## Exercise brief
Please explain, using the fall-prevention text below, why it recommends the step "Clean up clutter."

## Given text
Falls are the second leading cause of accidents in the home, and 60% of all falls happen at home, accounting to more than a million trips to the emergency room every year.
Anyone can fall. But, as we age, our risk of falling becomes greater. Falls are the leading cause of injuries in older persons, resulting in hip fractures, cuts, and even serious head and brain injuries that can be fatal. Fortunately, most falls can be prevented by creating a safe living space. With a few basic changes around the house, you can “fall proof” your surroundings to prevent dangerous falls.
Let’s look at some of the best ways to make your home safe for all ages. Remember that safety measures cannot make a house completely safe or replace supervision.
- Clean up clutter. The easiest way to prevent falls is to keep your home neat and tidy. Remove all floor clutter, books, shoes, newspapers etc. and rearrange furniture to create clear pathways. Clean up messes, spills and debris immediately.

(Referring expression grounding data)

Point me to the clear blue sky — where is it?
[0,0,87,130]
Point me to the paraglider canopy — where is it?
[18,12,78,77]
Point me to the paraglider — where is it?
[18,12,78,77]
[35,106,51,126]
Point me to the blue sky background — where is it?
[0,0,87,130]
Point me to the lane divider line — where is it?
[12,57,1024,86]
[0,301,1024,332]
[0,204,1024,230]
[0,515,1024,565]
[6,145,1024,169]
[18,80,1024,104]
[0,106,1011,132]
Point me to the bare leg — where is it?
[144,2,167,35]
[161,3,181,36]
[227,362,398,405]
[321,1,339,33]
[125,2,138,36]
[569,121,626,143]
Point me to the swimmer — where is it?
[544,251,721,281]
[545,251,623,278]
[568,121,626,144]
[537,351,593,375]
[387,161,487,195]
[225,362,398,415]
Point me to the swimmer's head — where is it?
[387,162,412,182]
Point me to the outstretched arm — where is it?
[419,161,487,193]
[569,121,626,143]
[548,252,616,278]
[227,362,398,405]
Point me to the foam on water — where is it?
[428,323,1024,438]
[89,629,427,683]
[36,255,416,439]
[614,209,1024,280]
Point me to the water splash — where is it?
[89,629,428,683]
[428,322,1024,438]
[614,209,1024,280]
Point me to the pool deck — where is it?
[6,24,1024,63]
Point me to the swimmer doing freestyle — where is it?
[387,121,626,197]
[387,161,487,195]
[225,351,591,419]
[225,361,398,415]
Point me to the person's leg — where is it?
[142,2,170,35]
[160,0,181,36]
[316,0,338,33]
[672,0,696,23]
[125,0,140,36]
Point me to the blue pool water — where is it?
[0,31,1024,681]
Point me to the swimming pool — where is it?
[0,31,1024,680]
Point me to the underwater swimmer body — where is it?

## Expected answer
The text recommends clearing clutter because keeping the home neat and tidy is the easiest way to prevent falls.